*** Extracted information

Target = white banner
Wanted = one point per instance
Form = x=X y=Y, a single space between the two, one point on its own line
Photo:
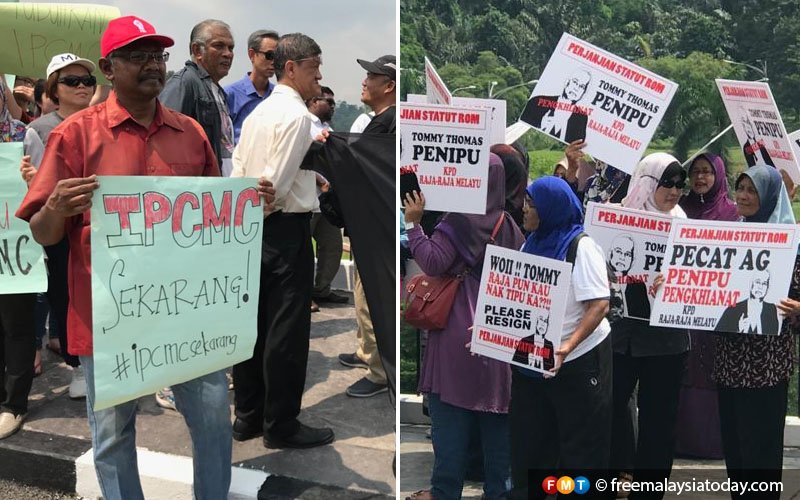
x=587 y=93
x=521 y=308
x=633 y=242
x=435 y=89
x=496 y=107
x=758 y=125
x=447 y=148
x=726 y=276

******

▸ Given instruction: Retype every line of the records above character for character, but leave the picture out of your copy.

▸ The reply:
Target = white banner
Wanted = one point per instance
Form = x=X y=Y, a single space between the two, one point on its own line
Photo:
x=587 y=93
x=521 y=308
x=633 y=242
x=435 y=89
x=496 y=107
x=758 y=125
x=447 y=148
x=726 y=276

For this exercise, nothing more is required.